▶ _TASK DIRECTIONS_
Summarize the forum thread on shipping from the USA to India in two sentences.

▶ _EXCERPTED PASSAGE_
[BEGIN]
# shipment from USA to india



## jaimin100 (Dec 10, 2014)

hello mates,

i m creating these thread because lots of camera acesories are avaliable at cheaper rate in USA.

there are many website who provide service to ship product to worldwide.

please discuss here your experince if u done.


----------



## Upadhyay (Dec 10, 2014)

I have purchased a lot of stuff from B&H which is perhaps the biggest and the best store. Shipping to India is not a viable option as you will end up spending lot more money on shipping and customs.

Now a days cameras and lenses are sometime cheaper in India though you still don’t get a lot of professional and specialized equipment for that it is best to order it online at B&H Photo Video Digital Cameras, Photography, Camcorders and get it delivered in US and then asks any of your friend/relative to bring it to India if possible.

If you want to import then you will have to pay Shipping cost + 30% of the CIF(Cost Insurance and Freight)


----------



## sujoyp (Dec 10, 2014)

I agree everything with Upadhyay ...its not a good option.

Thing is if you buy from US then it does not cover warrenty here ...then why not just buy without bill here and save directly here...
secondly as said above 30% import duty and shipping cost will make that item much more costlier.


----------



## jaimin100 (Dec 11, 2014)

what about Buy in the USA, ship to India with Borderlinx this?



sujoyp said:


> I agree everything with Upadhyay ...its not a good option.
> 
> Thing is if you buy from US then it does not cover warrenty here ...then why not just buy without bill here and save directly here...
> secondly as said above 30% import duty and shipping cost will make that item much more costlier.


----------



## sujoyp (Dec 11, 2014)

you wont get any warrenty for sure...find the final price from them with customs and delivery then compare the price in india..then decide


----------



## jaimin100 (Dec 12, 2014)

today i put query to amazon.com because there are providing global shipment as ebay,let's see what they will reply about custom,warrenty and other cost. 




sujoyp said:


> you wont get any warrenty for sure...find the final price from them with customs and delivery then compare the price in india..then decide


----------



## jaimin100 (Dec 13, 2014)

Thing is that u will not get warranty and u have to pay custom that s big deal


----------



## The Incinerator (Dec 14, 2014)

Sometimes shipping from US becomes the only option as I faced recently while  searching for better beamers/quality base plate for birding and also got myself an entire top shelf macro set up minus the lens,just 3 days back! Saving for that 100mm L macro or a Tamron 90 mm whichever luck and fund permits!


----------



## jaimin100 (Dec 14, 2014)

will u explain me which set u purchased and how u shiped to india without paying high cutoms!!



The Incinerator said:


> Sometimes shipping from US becomes the only option as I faced recently while  searching for better beamers/quality base plate for birding and also got myself an entire top shelf macro set up minus the lens,just 3 days back! Saving for that 100mm L macro or a Tamron 90 mm whichever luck and fund permits!
[END]
▶ _DATA LISTING_
[BEGIN]
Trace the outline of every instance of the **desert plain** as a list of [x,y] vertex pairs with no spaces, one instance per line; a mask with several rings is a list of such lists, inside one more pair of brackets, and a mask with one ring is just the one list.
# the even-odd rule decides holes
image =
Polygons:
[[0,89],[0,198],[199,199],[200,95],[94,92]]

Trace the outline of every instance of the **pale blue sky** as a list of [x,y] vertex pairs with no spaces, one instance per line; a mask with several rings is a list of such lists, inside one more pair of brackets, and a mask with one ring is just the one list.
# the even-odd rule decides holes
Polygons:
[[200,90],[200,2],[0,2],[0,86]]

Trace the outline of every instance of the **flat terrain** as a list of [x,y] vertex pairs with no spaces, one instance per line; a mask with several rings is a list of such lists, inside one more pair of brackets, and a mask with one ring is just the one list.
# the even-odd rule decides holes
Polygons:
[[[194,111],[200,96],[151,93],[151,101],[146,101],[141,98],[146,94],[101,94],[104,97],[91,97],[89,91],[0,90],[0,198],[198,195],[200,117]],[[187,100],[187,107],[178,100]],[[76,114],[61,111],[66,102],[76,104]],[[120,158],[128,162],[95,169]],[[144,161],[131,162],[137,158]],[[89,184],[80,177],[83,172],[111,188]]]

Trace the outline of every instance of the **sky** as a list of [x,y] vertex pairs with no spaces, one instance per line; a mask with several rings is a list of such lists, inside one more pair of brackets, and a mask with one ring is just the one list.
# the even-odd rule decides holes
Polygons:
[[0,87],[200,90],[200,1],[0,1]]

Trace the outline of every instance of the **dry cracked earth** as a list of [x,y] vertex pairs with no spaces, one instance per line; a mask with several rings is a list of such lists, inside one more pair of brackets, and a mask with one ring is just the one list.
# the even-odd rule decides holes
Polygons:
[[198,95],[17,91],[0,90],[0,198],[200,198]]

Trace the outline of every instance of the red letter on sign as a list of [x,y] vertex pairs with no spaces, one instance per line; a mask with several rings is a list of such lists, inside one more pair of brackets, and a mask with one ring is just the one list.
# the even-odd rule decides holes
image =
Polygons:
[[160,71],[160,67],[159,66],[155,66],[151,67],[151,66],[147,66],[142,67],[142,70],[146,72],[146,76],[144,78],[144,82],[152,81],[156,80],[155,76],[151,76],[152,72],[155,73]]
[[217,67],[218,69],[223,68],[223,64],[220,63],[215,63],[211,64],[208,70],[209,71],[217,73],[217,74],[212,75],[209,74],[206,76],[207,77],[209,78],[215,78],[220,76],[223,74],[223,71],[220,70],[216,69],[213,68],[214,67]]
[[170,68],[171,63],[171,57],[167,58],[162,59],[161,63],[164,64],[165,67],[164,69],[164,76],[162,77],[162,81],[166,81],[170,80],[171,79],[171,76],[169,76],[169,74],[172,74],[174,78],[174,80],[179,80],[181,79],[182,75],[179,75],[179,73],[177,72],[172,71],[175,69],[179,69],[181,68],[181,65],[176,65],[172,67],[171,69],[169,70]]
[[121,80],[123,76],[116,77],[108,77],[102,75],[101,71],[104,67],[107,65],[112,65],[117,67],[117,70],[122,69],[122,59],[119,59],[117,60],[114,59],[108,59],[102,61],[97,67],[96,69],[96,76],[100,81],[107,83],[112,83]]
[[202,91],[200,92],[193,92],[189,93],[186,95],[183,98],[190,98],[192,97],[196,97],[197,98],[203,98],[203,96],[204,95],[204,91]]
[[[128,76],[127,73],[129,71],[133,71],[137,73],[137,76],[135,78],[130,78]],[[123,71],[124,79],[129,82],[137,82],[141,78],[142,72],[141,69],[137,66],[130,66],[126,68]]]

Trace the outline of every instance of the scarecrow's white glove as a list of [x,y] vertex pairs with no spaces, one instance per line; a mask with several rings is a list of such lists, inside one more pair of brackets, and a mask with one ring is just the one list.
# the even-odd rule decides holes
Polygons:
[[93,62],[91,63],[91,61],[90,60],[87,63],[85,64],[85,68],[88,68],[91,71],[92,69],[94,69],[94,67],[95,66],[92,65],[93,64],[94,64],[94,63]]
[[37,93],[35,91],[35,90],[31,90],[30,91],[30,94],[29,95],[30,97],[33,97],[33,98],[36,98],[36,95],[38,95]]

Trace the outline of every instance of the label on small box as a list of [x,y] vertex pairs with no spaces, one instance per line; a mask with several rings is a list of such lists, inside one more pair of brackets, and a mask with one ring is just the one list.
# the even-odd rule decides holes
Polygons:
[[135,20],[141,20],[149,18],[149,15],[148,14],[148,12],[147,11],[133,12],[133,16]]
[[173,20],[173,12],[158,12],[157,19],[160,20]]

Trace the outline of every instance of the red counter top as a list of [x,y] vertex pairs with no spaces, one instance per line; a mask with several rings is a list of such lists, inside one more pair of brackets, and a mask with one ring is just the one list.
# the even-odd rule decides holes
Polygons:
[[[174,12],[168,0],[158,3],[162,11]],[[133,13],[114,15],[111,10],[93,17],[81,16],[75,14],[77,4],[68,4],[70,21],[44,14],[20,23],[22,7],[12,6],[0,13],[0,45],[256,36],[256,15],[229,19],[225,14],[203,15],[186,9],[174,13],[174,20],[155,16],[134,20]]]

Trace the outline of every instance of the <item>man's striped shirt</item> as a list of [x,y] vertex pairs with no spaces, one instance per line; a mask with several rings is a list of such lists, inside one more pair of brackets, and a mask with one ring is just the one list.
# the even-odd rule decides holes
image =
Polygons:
[END]
▶ _ANSWER TO THE EXERCISE_
A member started the thread because many camera accessories are cheaper in the USA, and others replied that shipping to India is not a good option because shipping costs, a 30% import duty and the lack of a warranty in India make items much more costly. One member suggested ordering from B&H, having the item delivered in the US and asking a friend or relative to bring it to India, while another said shipping from the US is sometimes the only option.